▶ **ARTICLE**:
In Davis v. United States (2011), the Court ruled that evidence gathered from a search performed in reasonable reliance on binding appellate precedent that was later overruled as being unconstitutional (here, a vehicle search that was rendered unconstitutional in view of Arizona v. Gant) was admissible under the good-faith exception.

== Attempt at federal legislative codification ==
Prior to the decision of Arizona v. Evans, Representative Bill McCollum introduced the Exclusionary Rule Reform Act of 1995 (H.R. 666) to the House of the 104th Congress. The Act would have codified the ruling in United States v. Leon and expanded the good-faith exception to warrantless searches. Under the Act, evidence would be admissible as long as the officer had an objectively reasonable belief that their actions were constitutional at the time of the search. Opponents of the bill argued that this new test excessively broadened the scope of the good-faith exception by removing the requirement that the officer base their good-faith belief of constitutionality on an external authority (e.g., a neutral judge or magistrate, or a statute). Upon passing the House with a 289 - 142 vote, it ultimately did not progress through the Senate.

▶ **GIVEN PROBLEM 1**:
Answer these questions from the passage on the good-faith exception, one answer per line, marked like the questions:
(a) In Davis v. United States (2011), under which exception did the Court find the evidence admissible?
(b) Which representative introduced the Exclusionary Rule Reform Act of 1995?
(c) What was the House vote on that bill?

▶ **EXTRACTED MATERIAL**:
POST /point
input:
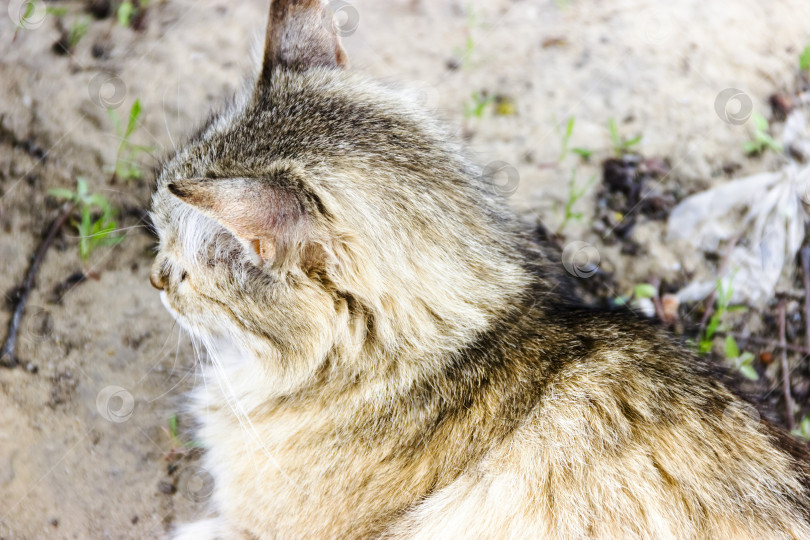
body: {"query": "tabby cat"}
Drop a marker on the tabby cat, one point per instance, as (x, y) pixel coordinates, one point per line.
(391, 355)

▶ **GIVEN PROBLEM 2**:
Rewrite the records above as a JSON list of strings, one string per line, skipping blank lines and leaving the pictures out.

▶ **COMPLETE OUTPUT 1**:
(a) The good-faith exception.
(b) Bill McCollum.
(c) 289 - 142.

▶ **COMPLETE OUTPUT 2**:
[
  "POST /point",
  "input:",
  "body: {\"query\": \"tabby cat\"}",
  "Drop a marker on the tabby cat, one point per instance, as (x, y) pixel coordinates, one point per line.",
  "(391, 355)"
]